#### [EXERCISE DETAILS]
Add 101 to every coordinate in the answer outlines of the data below, from the line with "Could you please outline every instance of the <item>oar</item>?" up to and including the line with "84), (161, 85)]". Write out all of those lines again, requests included, and leave the numbers in the requests and format samples unchanged.

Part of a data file

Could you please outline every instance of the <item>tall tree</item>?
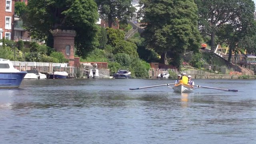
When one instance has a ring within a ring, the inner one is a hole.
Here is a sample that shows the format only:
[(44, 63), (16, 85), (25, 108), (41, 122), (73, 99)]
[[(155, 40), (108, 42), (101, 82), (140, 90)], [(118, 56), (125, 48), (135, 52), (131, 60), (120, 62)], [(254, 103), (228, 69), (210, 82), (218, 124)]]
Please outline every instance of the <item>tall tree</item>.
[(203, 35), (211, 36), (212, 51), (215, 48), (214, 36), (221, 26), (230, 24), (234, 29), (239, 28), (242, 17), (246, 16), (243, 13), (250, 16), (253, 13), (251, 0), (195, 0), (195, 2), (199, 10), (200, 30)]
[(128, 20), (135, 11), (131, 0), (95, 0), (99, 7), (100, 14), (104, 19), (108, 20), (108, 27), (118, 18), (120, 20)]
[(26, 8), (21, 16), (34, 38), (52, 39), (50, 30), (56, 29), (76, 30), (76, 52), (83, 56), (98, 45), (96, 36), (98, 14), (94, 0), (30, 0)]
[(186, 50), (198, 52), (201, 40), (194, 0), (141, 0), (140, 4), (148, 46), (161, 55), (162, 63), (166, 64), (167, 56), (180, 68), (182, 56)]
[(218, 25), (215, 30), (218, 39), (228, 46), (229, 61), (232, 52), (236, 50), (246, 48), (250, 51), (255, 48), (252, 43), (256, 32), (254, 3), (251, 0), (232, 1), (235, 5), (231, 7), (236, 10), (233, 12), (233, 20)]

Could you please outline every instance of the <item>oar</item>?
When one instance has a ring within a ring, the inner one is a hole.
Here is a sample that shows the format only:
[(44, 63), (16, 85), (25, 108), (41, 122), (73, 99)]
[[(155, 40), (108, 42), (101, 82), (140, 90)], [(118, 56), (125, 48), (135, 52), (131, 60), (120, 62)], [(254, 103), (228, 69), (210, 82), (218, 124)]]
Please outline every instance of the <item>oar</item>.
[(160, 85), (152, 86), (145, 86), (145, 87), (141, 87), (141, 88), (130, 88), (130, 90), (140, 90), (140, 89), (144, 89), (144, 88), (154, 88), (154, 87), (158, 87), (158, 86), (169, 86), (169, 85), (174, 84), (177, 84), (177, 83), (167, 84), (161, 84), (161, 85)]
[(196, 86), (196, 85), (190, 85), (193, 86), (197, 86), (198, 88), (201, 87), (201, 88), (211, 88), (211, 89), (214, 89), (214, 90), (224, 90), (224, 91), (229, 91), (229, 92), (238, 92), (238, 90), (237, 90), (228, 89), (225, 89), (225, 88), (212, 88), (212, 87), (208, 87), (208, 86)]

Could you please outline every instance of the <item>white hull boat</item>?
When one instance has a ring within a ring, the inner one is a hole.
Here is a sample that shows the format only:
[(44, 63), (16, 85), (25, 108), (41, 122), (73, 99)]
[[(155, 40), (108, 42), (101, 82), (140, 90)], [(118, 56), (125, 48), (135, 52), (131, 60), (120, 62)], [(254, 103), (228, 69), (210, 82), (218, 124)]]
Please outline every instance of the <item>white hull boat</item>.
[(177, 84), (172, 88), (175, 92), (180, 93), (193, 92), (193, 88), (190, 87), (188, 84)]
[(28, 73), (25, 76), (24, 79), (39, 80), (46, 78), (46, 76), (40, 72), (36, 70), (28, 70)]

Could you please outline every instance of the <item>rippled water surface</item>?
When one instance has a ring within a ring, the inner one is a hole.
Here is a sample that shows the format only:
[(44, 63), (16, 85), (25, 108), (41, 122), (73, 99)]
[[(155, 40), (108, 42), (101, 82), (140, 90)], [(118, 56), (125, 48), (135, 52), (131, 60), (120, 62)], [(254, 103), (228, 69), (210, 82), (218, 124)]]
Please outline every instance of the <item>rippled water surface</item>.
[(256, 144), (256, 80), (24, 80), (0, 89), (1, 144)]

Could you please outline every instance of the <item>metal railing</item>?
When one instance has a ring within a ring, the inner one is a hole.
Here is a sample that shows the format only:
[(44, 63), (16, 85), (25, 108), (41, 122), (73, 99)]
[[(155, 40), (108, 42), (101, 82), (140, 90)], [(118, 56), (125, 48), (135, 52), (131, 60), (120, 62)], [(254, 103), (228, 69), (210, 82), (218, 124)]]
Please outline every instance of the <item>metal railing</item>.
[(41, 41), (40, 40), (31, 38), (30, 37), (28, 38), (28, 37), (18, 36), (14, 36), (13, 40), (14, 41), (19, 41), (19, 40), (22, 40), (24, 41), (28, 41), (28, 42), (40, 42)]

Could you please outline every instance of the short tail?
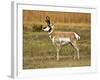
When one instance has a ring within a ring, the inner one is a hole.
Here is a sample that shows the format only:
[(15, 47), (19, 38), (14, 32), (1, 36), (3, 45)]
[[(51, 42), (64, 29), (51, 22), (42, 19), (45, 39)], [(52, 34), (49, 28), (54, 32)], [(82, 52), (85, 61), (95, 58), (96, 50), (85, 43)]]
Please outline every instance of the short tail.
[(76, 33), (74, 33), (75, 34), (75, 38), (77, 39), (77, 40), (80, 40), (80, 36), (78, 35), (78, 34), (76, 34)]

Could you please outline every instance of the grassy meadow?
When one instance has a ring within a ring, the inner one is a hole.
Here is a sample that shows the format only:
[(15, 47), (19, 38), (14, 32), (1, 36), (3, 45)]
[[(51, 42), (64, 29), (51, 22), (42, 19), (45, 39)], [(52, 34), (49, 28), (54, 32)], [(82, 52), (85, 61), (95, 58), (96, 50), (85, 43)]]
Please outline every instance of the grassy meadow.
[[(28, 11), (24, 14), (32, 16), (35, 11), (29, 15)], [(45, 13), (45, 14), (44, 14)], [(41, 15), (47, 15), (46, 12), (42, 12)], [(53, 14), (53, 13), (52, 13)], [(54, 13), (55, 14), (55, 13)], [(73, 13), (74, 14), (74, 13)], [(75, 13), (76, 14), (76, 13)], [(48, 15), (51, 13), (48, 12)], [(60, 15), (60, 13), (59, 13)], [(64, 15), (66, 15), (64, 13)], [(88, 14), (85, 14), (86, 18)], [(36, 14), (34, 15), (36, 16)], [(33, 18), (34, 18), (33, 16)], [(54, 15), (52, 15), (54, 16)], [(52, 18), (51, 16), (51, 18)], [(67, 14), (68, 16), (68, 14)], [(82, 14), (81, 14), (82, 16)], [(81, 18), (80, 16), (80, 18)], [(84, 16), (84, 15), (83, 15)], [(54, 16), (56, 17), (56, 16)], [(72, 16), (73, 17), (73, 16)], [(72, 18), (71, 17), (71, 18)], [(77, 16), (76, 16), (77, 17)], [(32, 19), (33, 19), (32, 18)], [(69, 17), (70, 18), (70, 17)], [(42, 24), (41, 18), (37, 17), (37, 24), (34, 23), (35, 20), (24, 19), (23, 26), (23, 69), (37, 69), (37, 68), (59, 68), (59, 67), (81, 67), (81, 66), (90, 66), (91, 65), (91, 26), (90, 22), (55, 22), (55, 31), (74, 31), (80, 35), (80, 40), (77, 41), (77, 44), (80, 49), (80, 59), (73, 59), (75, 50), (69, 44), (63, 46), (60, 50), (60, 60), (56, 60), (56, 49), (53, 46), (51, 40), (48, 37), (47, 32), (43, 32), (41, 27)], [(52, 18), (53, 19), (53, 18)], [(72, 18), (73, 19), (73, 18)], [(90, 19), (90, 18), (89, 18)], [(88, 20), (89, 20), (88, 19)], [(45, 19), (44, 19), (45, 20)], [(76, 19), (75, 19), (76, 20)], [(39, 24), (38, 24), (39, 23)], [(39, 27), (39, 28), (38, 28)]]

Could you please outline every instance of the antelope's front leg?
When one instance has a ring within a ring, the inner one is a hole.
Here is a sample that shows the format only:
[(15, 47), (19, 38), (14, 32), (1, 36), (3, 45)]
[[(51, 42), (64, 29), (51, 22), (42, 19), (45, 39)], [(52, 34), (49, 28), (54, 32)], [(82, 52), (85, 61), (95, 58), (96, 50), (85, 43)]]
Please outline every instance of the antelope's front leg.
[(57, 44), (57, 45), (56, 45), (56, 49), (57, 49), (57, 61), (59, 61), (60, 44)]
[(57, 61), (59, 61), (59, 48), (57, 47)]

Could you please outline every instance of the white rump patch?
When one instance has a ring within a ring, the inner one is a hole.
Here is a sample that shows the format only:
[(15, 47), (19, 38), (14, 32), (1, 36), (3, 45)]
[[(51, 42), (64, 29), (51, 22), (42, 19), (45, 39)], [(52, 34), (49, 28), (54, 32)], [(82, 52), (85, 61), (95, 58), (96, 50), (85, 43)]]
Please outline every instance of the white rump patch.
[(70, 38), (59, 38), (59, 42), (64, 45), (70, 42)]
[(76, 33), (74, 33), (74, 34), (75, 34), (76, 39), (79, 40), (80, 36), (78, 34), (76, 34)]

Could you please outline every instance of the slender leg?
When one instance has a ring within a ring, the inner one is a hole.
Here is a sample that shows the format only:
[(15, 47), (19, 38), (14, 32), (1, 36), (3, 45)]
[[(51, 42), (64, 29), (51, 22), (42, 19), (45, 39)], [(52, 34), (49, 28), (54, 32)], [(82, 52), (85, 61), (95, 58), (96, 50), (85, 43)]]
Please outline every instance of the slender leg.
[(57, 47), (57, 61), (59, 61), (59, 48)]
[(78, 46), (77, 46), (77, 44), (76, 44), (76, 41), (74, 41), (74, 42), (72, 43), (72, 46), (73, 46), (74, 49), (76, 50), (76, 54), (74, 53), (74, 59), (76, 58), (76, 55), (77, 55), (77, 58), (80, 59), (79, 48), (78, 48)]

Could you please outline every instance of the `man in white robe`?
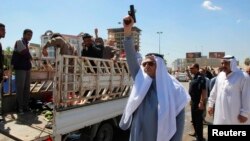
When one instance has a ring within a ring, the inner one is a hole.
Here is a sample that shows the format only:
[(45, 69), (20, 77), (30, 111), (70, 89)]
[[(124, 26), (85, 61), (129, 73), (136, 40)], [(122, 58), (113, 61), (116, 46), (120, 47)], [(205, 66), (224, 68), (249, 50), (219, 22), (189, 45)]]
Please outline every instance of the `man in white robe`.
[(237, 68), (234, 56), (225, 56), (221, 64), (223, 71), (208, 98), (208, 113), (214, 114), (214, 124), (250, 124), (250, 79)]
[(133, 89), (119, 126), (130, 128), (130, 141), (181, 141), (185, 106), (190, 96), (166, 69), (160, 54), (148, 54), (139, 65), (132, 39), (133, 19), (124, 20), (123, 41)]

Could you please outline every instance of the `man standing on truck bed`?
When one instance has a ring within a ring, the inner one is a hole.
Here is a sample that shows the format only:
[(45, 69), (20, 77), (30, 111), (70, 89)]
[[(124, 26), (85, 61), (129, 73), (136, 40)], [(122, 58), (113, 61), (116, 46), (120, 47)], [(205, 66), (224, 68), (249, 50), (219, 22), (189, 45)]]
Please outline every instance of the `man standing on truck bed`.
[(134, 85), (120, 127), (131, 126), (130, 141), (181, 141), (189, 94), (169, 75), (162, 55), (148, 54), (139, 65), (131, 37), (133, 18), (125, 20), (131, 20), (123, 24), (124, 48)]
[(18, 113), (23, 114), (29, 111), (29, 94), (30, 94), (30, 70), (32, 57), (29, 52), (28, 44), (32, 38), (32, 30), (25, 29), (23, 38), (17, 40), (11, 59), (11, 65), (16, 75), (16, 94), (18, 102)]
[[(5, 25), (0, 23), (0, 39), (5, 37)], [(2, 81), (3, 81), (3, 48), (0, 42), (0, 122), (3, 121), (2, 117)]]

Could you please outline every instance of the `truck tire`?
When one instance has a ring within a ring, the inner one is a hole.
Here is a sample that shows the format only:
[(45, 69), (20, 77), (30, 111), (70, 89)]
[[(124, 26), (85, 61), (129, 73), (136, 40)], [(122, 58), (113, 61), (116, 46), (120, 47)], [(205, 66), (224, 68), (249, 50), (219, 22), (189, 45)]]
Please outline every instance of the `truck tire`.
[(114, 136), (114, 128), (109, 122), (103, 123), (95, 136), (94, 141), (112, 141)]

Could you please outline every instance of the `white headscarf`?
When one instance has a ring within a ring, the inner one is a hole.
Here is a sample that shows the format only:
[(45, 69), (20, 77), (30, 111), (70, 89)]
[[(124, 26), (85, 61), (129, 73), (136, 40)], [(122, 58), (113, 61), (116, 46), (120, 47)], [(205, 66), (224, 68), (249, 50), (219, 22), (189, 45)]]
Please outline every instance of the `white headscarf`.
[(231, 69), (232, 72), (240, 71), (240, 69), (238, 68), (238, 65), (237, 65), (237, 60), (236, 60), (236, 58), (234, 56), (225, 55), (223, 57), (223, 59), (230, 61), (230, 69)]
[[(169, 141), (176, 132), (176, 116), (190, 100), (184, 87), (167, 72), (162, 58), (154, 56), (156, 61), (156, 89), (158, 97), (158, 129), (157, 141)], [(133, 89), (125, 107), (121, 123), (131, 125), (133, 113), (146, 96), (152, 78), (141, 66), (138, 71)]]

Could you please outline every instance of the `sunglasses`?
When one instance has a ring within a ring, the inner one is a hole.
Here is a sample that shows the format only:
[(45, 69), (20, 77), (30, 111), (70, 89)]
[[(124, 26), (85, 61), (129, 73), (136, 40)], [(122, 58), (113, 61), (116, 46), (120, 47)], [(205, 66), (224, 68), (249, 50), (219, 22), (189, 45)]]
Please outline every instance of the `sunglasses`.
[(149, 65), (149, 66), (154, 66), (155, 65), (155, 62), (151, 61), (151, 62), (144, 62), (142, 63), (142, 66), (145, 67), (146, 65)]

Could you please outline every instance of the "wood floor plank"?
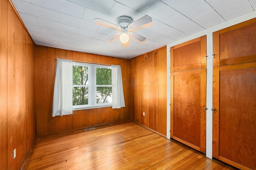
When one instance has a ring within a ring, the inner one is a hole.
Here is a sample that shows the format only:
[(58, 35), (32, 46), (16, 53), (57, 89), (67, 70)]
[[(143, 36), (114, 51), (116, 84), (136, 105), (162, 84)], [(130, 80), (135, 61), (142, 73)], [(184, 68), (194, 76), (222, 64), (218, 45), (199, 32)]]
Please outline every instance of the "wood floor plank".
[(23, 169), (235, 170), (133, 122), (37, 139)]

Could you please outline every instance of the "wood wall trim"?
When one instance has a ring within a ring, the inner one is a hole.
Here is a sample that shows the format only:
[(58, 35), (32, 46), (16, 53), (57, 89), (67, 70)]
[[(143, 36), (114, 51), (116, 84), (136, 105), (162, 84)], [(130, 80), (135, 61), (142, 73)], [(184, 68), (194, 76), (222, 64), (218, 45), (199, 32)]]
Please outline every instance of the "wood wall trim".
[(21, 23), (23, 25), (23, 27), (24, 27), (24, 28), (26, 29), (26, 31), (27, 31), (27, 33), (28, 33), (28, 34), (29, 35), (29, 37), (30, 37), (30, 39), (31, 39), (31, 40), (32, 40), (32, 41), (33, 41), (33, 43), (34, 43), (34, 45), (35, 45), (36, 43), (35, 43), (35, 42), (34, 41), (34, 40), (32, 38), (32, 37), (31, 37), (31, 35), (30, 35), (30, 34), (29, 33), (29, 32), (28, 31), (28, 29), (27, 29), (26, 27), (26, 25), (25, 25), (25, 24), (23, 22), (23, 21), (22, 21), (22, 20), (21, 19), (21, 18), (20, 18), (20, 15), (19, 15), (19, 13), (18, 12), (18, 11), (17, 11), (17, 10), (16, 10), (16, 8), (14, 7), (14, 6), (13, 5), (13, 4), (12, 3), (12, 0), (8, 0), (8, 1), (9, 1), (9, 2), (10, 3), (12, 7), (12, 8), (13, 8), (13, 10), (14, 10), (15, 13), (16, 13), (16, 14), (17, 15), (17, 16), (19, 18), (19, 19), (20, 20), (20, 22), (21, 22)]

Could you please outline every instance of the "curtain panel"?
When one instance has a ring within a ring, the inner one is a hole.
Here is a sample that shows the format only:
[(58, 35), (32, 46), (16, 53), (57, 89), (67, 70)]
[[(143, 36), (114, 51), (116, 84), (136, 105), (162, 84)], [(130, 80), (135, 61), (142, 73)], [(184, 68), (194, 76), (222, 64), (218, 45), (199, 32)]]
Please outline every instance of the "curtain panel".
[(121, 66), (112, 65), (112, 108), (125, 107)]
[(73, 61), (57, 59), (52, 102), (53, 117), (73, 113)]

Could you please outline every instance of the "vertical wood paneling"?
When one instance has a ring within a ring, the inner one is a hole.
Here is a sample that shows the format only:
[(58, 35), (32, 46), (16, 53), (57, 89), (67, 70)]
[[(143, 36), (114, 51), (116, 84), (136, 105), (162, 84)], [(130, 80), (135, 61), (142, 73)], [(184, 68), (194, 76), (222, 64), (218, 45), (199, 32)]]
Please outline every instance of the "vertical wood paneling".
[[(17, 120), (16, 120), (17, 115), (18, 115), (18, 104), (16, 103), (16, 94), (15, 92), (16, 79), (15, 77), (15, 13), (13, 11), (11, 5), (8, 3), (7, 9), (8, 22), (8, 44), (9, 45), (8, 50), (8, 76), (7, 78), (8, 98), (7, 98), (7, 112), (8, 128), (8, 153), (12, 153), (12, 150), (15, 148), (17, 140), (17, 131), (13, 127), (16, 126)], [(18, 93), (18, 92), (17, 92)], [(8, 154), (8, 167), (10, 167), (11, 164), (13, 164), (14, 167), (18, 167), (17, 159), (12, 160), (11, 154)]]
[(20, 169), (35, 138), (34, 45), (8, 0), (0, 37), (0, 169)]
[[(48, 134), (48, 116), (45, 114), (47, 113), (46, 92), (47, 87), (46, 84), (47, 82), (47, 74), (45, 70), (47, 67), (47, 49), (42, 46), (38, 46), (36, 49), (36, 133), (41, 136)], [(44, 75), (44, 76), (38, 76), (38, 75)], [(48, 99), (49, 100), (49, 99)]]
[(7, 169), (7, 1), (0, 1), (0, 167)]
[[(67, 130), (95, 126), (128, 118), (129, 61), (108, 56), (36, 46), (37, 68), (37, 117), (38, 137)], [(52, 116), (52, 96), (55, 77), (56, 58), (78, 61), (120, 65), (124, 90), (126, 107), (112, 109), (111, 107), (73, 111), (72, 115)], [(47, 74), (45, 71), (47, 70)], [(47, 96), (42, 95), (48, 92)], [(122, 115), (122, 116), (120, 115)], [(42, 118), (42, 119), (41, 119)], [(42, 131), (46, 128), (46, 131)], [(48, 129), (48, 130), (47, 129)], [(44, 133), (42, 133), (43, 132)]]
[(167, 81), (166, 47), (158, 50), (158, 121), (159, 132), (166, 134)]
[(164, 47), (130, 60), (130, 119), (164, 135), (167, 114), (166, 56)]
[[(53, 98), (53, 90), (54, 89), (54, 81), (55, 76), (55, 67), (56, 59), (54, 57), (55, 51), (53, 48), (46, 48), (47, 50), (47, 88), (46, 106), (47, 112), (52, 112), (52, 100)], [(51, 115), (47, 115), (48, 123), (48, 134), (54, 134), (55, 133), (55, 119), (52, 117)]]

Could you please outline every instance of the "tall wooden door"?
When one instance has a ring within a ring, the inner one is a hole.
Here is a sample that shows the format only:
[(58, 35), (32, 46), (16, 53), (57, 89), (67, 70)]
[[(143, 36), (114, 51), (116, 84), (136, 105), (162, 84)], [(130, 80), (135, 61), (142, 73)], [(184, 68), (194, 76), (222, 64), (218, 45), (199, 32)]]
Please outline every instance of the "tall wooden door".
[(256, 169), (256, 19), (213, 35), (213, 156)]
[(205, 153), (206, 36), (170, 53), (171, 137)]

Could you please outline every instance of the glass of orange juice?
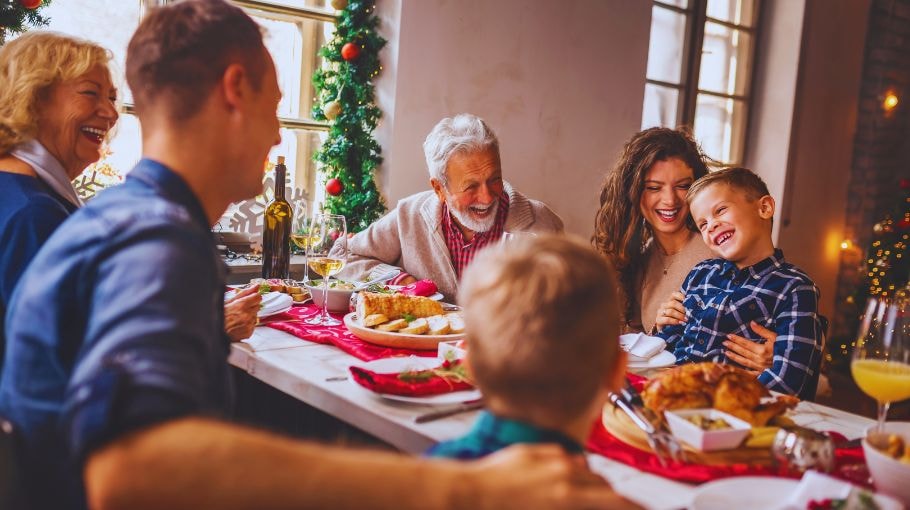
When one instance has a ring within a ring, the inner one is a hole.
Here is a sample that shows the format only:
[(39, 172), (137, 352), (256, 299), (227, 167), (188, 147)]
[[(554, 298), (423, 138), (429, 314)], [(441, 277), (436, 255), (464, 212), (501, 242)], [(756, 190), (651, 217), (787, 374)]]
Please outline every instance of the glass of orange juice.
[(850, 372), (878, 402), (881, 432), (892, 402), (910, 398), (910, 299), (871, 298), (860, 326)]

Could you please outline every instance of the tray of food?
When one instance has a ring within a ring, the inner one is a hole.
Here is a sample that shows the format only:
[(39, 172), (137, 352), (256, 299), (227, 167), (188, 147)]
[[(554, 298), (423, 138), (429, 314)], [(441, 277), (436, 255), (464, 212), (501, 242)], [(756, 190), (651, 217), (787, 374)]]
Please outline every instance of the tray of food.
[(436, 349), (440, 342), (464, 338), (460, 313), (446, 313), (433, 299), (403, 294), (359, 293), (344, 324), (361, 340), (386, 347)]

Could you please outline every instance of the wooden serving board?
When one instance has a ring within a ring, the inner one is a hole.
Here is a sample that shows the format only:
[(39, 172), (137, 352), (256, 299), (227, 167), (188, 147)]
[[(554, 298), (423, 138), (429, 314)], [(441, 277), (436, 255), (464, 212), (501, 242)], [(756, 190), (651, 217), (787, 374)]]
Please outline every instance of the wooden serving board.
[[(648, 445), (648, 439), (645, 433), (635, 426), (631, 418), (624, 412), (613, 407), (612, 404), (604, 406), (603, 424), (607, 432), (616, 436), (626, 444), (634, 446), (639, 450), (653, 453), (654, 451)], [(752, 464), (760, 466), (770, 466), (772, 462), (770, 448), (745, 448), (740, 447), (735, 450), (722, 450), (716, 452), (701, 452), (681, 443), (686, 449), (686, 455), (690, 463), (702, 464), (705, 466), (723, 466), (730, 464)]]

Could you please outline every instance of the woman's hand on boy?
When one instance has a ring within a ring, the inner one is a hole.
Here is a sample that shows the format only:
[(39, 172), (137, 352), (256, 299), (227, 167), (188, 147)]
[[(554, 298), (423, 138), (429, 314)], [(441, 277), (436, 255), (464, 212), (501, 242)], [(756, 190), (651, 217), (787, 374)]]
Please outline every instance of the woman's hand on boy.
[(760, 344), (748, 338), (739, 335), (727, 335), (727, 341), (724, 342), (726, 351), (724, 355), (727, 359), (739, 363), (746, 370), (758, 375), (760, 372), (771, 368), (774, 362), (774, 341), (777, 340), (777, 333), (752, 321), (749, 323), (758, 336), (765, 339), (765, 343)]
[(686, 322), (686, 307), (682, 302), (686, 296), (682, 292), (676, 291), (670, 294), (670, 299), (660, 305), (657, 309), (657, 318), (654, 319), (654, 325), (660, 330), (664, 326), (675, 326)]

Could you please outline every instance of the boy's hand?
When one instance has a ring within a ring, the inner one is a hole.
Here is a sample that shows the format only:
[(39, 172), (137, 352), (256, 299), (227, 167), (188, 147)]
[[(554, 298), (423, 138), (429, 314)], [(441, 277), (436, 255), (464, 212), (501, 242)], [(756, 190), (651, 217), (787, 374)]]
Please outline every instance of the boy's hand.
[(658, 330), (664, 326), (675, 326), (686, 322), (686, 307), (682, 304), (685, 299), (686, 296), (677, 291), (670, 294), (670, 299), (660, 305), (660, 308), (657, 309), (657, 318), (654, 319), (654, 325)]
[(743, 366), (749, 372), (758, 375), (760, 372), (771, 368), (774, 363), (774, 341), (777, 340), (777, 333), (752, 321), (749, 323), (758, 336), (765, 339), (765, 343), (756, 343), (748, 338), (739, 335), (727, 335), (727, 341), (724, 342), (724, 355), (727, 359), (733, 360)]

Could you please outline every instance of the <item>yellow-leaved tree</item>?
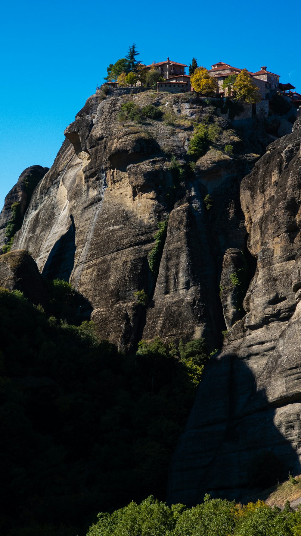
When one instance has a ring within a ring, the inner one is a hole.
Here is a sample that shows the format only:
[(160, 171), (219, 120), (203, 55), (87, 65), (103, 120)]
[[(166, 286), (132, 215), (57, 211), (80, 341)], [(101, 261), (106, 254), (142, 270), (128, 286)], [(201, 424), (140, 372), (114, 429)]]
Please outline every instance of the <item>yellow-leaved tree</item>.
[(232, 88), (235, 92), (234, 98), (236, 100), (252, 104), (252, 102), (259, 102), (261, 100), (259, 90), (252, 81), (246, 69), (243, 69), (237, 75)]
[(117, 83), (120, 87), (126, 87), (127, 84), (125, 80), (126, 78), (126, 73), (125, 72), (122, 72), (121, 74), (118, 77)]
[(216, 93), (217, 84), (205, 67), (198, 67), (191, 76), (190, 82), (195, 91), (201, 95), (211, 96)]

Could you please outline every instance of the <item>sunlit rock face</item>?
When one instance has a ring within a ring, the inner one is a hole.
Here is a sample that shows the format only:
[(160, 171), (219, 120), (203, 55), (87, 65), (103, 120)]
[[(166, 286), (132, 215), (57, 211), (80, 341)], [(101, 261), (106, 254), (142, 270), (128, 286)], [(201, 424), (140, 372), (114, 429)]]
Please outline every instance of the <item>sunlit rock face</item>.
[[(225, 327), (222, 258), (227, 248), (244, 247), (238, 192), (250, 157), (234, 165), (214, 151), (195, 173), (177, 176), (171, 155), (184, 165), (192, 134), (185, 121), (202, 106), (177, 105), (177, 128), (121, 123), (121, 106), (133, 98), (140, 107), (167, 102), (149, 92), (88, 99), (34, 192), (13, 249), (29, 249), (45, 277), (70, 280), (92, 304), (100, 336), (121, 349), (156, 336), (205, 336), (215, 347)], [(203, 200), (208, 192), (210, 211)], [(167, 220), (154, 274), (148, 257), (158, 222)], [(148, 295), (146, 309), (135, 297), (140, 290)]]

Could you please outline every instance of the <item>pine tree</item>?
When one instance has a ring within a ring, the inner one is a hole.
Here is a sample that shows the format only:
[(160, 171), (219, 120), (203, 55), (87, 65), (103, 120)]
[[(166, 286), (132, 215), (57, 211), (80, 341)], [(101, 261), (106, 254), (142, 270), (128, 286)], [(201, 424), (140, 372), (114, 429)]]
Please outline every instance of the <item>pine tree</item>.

#### [COMPLETE RESPONSE]
Could you please outline every instance of the <item>oar</item>?
When one instance has a ring within a ring, the inner one is a hole.
Here is a sample that shows the format only:
[(44, 63), (16, 85), (25, 108), (41, 122), (73, 99)]
[[(155, 40), (108, 42), (101, 82), (140, 90)], [(118, 56), (125, 48), (135, 52), (131, 60), (120, 62)], [(254, 103), (228, 69), (210, 82), (218, 124)]]
Please outline every instance of the <item>oar</item>.
[(261, 186), (253, 187), (246, 187), (246, 188), (242, 188), (242, 189), (231, 189), (231, 191), (241, 191), (241, 190), (245, 190), (245, 189), (255, 189), (255, 188), (259, 188), (259, 187), (270, 187), (270, 186), (275, 185), (278, 185), (278, 184), (268, 185), (262, 185), (262, 186)]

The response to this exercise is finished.